■ **DOCUMENT SECTION**:
——————————

Tuesday 23 June 2015

Deleted SQLite Parser Script Update (Now With Added DFIR Rockstar!)


Monkey says: "Knowing DFIR Rockstars has its privileges!" (Mari's picture courteousy of her Google+ Profile)


This post aims to build upon Mari DeGrazia's sqlparse Python script which harvests data from unallocated and free blocks in SQLite databases. It is also available as a Windows command line exe and/or a Windows GUI exe here.
Further details regarding her initial script can be found here. Mari's script has proven so useful that its referred to in the SANS585 Advanced Smartphone Forensics course and by at least 2 books on mobile forensics (Practical Mobile Forensics  by Bommisetty, Tamma and Mahalik (2014) and Learning iOS Forensics by Epifani and Stirparo (2015)).
Mari's impressive DFIR research in a variety of areas has also lead her to attain her well deserved DFIR Rockstar status as attested to by her fellow DFIR Rockstar, Heather Mahalik.
That's a pretty impressive introduction eh? Mari - my promotions check is in the mail right? Right? ;)

OK, so whats Monkey got to do with it?

——————————

■ **GIVEN ENTRIES**:
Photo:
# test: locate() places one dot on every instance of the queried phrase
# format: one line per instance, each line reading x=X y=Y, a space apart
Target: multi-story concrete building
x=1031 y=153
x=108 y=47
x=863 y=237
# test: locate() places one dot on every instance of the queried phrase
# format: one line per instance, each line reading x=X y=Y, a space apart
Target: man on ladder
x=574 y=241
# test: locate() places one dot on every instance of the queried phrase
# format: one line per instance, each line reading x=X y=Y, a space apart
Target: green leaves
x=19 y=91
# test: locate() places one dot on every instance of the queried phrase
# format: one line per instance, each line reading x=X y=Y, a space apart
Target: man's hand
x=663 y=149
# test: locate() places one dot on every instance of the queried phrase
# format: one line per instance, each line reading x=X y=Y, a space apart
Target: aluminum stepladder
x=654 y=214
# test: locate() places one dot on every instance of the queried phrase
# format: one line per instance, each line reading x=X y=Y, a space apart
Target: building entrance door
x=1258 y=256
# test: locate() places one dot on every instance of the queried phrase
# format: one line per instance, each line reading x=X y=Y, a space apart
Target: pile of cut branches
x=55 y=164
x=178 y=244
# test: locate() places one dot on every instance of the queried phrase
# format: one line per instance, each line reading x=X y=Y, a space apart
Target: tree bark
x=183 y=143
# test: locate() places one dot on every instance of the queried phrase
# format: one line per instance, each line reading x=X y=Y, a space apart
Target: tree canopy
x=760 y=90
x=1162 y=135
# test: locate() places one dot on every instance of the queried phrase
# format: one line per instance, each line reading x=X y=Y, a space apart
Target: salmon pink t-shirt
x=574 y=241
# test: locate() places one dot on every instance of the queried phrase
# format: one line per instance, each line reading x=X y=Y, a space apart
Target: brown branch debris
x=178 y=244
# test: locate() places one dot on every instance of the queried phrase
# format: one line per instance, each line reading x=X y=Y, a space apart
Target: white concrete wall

——————————

■ **SET OF TASKS**:
**A.** Output the passage of the SQLite parser post from "This post aims" to "Rockstar, Heather Mahalik.", word for word.
**B.** Pick up the SQLite parser post after its last line and keep writing it.
The entries have no connection to the SQLite parser post.

■ **ANSWERS**:
**A.**
This post aims to build upon Mari DeGrazia's sqlparse Python script which harvests data from unallocated and free blocks in SQLite databases. It is also available as a Windows command line exe and/or a Windows GUI exe here.
Further details regarding her initial script can be found here. Mari's script has proven so useful that its referred to in the SANS585 Advanced Smartphone Forensics course and by at least 2 books on mobile forensics (Practical Mobile Forensics  by Bommisetty, Tamma and Mahalik (2014) and Learning iOS Forensics by Epifani and Stirparo (2015)).
Mari's impressive DFIR research in a variety of areas has also lead her to attain her well deserved DFIR Rockstar status as attested to by her fellow DFIR Rockstar, Heather Mahalik.

**B.**
I was spinning my paws looking at deleted SMS from an Android (circa 4.1.2) LG-E425 phone (aka LG Optimus L3 E430) when I remembered Mari's script and thought of some minor modifications that would allow analysts to recover additional string data from re-purposed SQLite pages.
A commercial mobile forensics tool was reporting a different number of deleted SMS on consecutive reads via flasher box. Specifically, the parsing of read 1 was producing X deleted SMS while the parsing of read 2 was producing X-1 deleted SMS.
Admittedly, the flasher box was initiating a reboot after each acquisition - so any unused pages in the phone's memory could have been freed/reused, thus affecting the number of recoverable deleted SMS.
However, as Monkey actually gets paid to do this for a living (pinch me, I must be dreaming!), a closer inspection was carried out.
While the total number of deleted SMS varied by one, there were two deleted SMS in report 1 that weren't in report 2. Additionally, there was one deleted SMS in report 2 that wasn't in report 1.
So while the net difference was one less SMS, there was a bit more going on behind the scenes.
Fortunately, the commercial forensic tool also showed the image offset where these "deleted" SMS entries were found so we had a good starting point ...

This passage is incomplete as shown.